(Records from a collection)

* * * * *

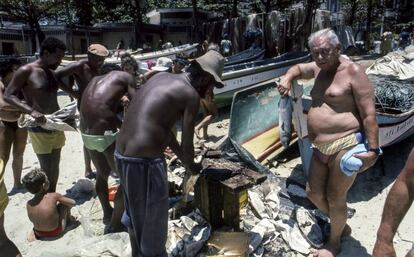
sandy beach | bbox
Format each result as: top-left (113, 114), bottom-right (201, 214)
top-left (5, 91), bottom-right (414, 257)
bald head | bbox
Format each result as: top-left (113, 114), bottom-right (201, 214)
top-left (308, 28), bottom-right (339, 49)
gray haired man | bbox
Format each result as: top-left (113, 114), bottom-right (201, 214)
top-left (278, 29), bottom-right (380, 257)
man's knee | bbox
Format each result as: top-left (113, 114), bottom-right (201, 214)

* * * * *

Goal:
Please put these lines into a numbered list, skipping any blank lines and leaving the pictures out.

Written response:
1. sandy beach | bbox
2. Format each result as: top-left (113, 114), bottom-right (201, 214)
3. top-left (5, 91), bottom-right (414, 257)
4. bald head | bbox
5. Format each result as: top-left (113, 114), bottom-right (201, 214)
6. top-left (308, 28), bottom-right (339, 49)
7. gray haired man | bbox
8. Format each result as: top-left (113, 114), bottom-right (201, 214)
9. top-left (278, 29), bottom-right (380, 257)
10. man's knee | bbox
11. Format each result as: top-left (113, 114), bottom-right (201, 214)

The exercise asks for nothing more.